Hoe ver van Cachi ligt volgens het reisverslag over Cachi de gratis camping?
━━━━━ Geselecteerd fragment
Ik kan mijn geluk niet op als ik merk dat hij ook boven de 3000 meter nog trekt als een lier. Peter had het dus gelijk bij het goede eind en heeft me een hoop ellende bespaard. Wat Miguel voorstelde is een tijdrovende zaak en ik had me dan dezelfde dag nog niet zien vertrekken. Overnachten in de garage of in een hotel, ik wil er niet aan denken. Volkomen vergeten toen bij de grote check-up thuis. Beetje stom ook om niet aan dat filter te denken.

Voor Cachi zoek ik een plek voor de nacht en ik durf het wel aan om een stuk omhoog te rijden in een droge rivierbedding. Over vuistgrote keien klim ik een stuk omhoog tot ik niet meer van de weg af te zien ben. Mooie rustige plek.
Cachi is een leuk dorp met een gezellige plaza. Beetje toeristisch maar op een leuke manier. Ik zet de auto pal aan het park en geniet van de mensen om mij heen. Beetje rondwandelen, af en toe wat aanspraak over cruiser. Lekker dagje zo. Ik las dat een kilometer of 12 vanaf Cachi een soort gratis camping is, waar iedereen enthousiast over is. Het weggetje er naar toe was al leuk en de camping is inderdaad erg mooi gelegen boven langs een riviertje. Ik blijf er de nacht. 

De volgende dag terug naar Cachi waar ik mijn blog online zet en nog wat rondhang. Nog leuk gepraat met een stel italiaanse overlanders. Die kom je niet veel tegen. Dan ga ik via een omweg naar de plek waar ik al even had gestaan toen ik toch besloot terug te rijden naar Salta. Op het stuk wat ik nog niet had gedaan rij ik door een betoverend mooi landschap dat me nog het meest aan het wilde westen van de VS doet denken. Rode bergen en cactussen. Hier vind ik een nog veel mooiere plek dan die van en paar dagen geleden. Ik ben ervoor van de weg gegaan en door een droge rivierbedding uit het zicht gereden. De perfecte plek, hoewel er rondom mij onweer is en het ook gaat regenen.

Onderweg wordt ik ingehaald door een auto die niet door had dat hij een lekke band had. Ik tuter een paar keer en hij stopt. Het zijn fransen in een huurauto en de band is al helmaal aan flarden. Ik wacht tot ze weer kunnen rijden, want huurauto’s hebben lang niet altijd alles in orde. Dat blijkt mee te vallen alleen de reserveband heeft haast geen lucht. Die rij je dan ook zo kapot. Ik haal de compressor tevoorschijn en geef de band voldoende druk. Ze zijn heel blij en ik mag wat karmapunten noteren.

's Morgens lukt het de zon om af en toe door de bewolking te breken en is het een prachtige ochtend. Waar ik meestal wakker wordt van een concert van vogelzang, is er hier één vogel die zijn lied ‘ins blaue hinein’ zingt.
Net als gisteravond laat ik de drone een cirkel rond de auto vliegen om deze bijzondere plek vast te leggen. Ik zou hier nog wel een dag willen blijven, maar ik wil ook terug naar Salta waar Ralf en Janneke ook zullen komen en dan samen te kijken hoe en waar we de Dakar gaan zien.
━━━━━━━━━━
━━━━━ Gegevensregels
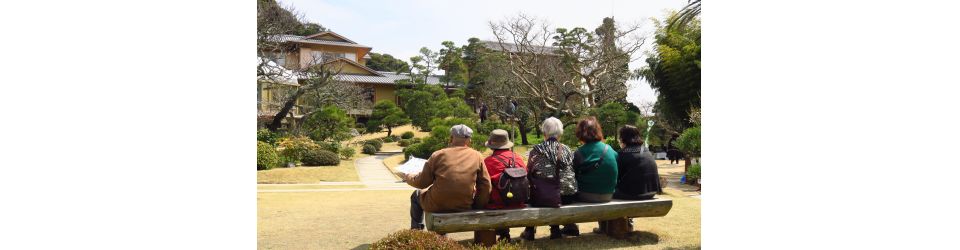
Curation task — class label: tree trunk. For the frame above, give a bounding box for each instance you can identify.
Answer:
[267,89,304,132]
[520,125,530,145]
━━━━━━━━━━
### Resultaat oefening
Op ongeveer 12 kilometer van Cachi.